TASK BRIEF | Rewrite only the part of the rows below that opens with the line containing "the player's bare" and runs through the end of the rows, both ends included, keeping the requests and leaving out the pictures. Multiply every coordinate in the answers by 1.75, rounding each result to a whole number with halves rounded up.

EXERCISE MATERIAL |

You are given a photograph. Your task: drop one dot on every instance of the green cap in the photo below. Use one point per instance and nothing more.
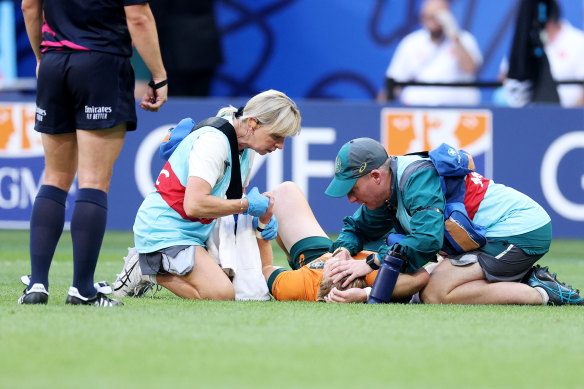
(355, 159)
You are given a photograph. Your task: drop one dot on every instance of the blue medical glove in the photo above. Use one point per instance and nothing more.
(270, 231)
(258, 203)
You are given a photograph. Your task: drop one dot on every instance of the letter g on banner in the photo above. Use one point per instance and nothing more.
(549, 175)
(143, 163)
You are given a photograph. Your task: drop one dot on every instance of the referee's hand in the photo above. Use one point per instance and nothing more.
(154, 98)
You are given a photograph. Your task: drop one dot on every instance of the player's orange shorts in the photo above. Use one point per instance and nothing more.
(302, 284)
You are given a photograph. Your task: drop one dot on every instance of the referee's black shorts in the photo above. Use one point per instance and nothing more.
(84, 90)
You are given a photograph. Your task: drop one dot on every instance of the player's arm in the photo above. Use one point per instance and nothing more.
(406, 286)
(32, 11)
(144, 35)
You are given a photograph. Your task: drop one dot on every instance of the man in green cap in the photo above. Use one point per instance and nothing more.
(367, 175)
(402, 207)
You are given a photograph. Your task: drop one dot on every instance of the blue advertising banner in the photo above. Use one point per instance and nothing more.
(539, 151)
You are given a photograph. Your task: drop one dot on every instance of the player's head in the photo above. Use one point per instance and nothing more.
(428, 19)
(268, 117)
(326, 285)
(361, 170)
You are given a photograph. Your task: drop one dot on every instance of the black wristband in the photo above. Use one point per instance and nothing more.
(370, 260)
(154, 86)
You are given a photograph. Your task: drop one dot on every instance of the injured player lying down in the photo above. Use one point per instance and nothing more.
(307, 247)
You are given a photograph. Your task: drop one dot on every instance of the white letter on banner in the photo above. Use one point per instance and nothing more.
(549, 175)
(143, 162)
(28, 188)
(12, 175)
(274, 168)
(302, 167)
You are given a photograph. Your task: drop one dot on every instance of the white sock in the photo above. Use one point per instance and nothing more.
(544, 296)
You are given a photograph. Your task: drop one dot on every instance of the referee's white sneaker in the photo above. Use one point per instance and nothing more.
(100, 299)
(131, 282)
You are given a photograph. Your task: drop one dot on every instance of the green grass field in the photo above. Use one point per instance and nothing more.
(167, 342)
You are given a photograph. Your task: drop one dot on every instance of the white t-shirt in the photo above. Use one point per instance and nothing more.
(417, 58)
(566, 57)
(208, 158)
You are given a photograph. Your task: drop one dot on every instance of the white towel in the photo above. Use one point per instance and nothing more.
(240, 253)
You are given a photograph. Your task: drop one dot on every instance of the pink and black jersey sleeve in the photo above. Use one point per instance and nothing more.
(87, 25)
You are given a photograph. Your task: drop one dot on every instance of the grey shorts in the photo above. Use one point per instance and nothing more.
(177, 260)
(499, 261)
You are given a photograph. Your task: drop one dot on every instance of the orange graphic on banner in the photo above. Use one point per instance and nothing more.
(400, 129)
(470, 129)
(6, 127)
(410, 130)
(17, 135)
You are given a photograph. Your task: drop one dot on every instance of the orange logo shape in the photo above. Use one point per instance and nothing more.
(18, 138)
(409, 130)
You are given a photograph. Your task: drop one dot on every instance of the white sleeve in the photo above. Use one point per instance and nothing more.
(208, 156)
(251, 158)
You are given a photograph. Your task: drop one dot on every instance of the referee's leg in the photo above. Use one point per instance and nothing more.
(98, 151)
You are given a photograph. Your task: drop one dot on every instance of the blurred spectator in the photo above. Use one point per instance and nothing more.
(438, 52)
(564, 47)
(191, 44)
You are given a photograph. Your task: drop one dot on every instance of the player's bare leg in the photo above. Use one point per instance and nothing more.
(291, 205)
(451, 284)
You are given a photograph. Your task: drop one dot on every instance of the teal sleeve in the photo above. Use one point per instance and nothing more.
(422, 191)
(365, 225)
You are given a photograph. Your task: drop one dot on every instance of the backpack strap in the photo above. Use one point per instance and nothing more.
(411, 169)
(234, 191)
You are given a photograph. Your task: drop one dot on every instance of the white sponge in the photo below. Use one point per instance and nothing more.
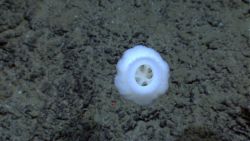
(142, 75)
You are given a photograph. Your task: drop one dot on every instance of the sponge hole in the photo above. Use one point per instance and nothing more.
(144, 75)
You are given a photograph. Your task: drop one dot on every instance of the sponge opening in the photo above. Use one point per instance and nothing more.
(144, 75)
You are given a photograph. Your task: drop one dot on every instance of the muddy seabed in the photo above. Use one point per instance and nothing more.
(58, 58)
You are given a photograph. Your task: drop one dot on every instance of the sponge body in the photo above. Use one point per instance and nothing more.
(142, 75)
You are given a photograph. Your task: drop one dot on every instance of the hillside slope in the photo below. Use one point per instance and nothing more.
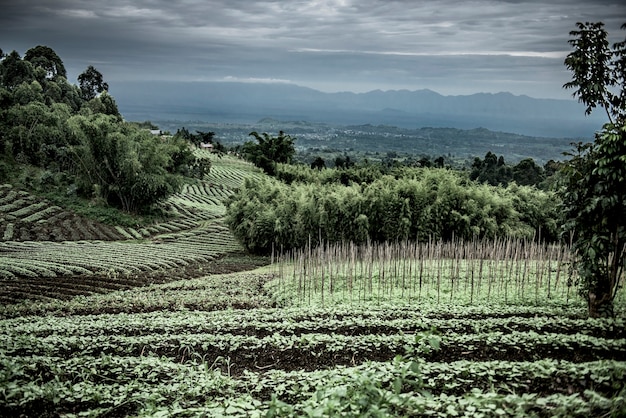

COMPLETE OUTPUT |
You are given a photograph. Your task: drop one dot on every instance of the player's bare leg in the photo above. Use one point per instance and nothing more.
(509, 359)
(789, 497)
You are given a photograph. Your task: drop one dot on every instance of the teal sleeve in the photo above. Use one point per instance and nothing more.
(739, 334)
(639, 394)
You are given a photograph. Your task: drop one dot on every instance of the backpack strap in the photo above. Use one point per instance and nothing more.
(719, 296)
(410, 334)
You are given a photograph. Your task: drop one dot on every instance of the white sponge in the photo below. Use one point per instance and nothing more.
(249, 131)
You are given a photograph. Your task: drop one dot on every instance of the sponge hole in the photo above. Use one point per instance and nothing more.
(252, 131)
You are given a photograph. Your task: drop one dot on every instance of the sponge opening in the photo above. Use one point per instance and nothing more.
(252, 131)
You are given a photograph. Your task: drop one dot on every instance of the muddy seabed in the photo above. Use one point per instance and nothing more.
(102, 102)
You are given a photograph. Your task: drop one dot on every instance of the sponge body in the photo above. Use one point per instance and nothing more.
(249, 131)
You are given a photograph. Your task: drop one dot on every instance of the hillside slope in the photo below. Use one point per instance and nothing more.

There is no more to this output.